▶ **SELECTED EXCERPT**:
(begin)

For instance, if you’re one of those folks who must answer a question as soon as it comes in, then you may struggle to manage your own needs.
Work toward becoming more cognizant of yourself, recognizing that being at everyone’s beck and call is going to stall you or at least slow you down. Then, communicate the expectation that your staff do the same.
Some things you can model for your benefit and that of your staff include:
- Creating the expectation that you will not always be available by using an email autoresponder during certain times of the day to tell people you will review and answer email at x-times during the day
- Attending to whatever you’re doing, and don’t allow interruptions (e.g., don’t excuse yourself from a call to answer another call or notification pop-up)
- Eliminating back-and-forth communications by taking a business communications course to communicate more precisely and concisely
- Using email filters and folders to sort simple updates into a separate file so that you can focus on more critical notifications
- Prioritizing tasks and blocking focus or project time in your calendar
- Determining which tasks can be given to others and then delegate accordingly
- Accepting “good enough” solutions – even if it means addressing your own perfectionism
- Eliminating disturbances by limiting disruptions (e.g., put cell phone on airplane mode when you need to concentrate)
- Changing perceptions of work by performing it in different locations or on different mediums (For example, print out something you need to read, and read it in the office lounge, your living room or a coffee shop.)
- Gathering only the amount of material you need for a project then moving along – while intentionally resisting the temptation to fall down a rabbit hole of information
How to keep information overload at bay
We spend most of our waking hours at work. That means, for office dwellers, our lives are spent online, digesting loads of data. Then when we come home, we consume more information on our big screen televisions, tablets, cell phones and home computers. It never stops.

(end)

▶ **EXERCISE AIM**:
Continue the piece on handling information overload at work, picking up right after its final sentence, "It never stops."

▶ **DATA BLOCK**:
(begin)

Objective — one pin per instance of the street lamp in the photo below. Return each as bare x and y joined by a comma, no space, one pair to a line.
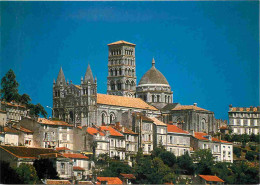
51,109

(end)

▶ **OUTPUT OF THE TASK**:
What we need to do is not only find the time to unplug, but also schedule and then take the time to unplug. It’s a mindset change that will bring about a lifestyle change that will overflow into our working hours.
How? You can:
- Begin walking for 10-20 minutes after dinner, then schedule at least 10-15 minutes during your lunch hour.
- Actually take your two 15-minute breaks during the day and walk outside ‒ without anything to read, with your phone on airplane mode ‒ to give your brain a break.
- Walk with someone at work regularly and do not discuss work. Take the time to get to know each of your staff members this way or build relationships with colleagues in different units.
Notice a pattern? Getting away from work, stepping away from your office and interacting with people simply for the sake of interacting frees your mind from work – and gives it the break it needs.
You can also strive to:
- Keep things simple. Duplicate information is redundant; make sure people know how to communicate with you so they don’t inundate every medium you have at hand. It’ll make less work for them, and it will uncomplicate your communication routine. That means if you want urgent messages by text and updates on Teams or Slack, make sure everyone knows it. This way, you’ll only receive a message once rather than in four places.
- Set limits. Manage your time by setting limits. Be it Stephen Covey’s big rocks-little rocks routine, the agile process or a simple calendar app, pick a time management system and stick with it. When you plan your projects, break big tasks into smaller steps. Place each step into your calendar so you know when and what to expect to undertake. (This will also help you minimize overscheduling.)
- Prepare for tomorrow… and the week(s) ahead. Once you get through one day without information overload, you’ll want to do it again and again. Set yourself up for success by taking the last 20 minutes of your day to plan out the next day. Take an hour every Sunday evening to plan your week. Every so often, take an afternoon with your team to plan out a weekslong project. Prioritize tasks, and before you begin each task, collect your thoughts. This is a discipline you can practice and teach your team (make it an expectation) that will keep information overload under control.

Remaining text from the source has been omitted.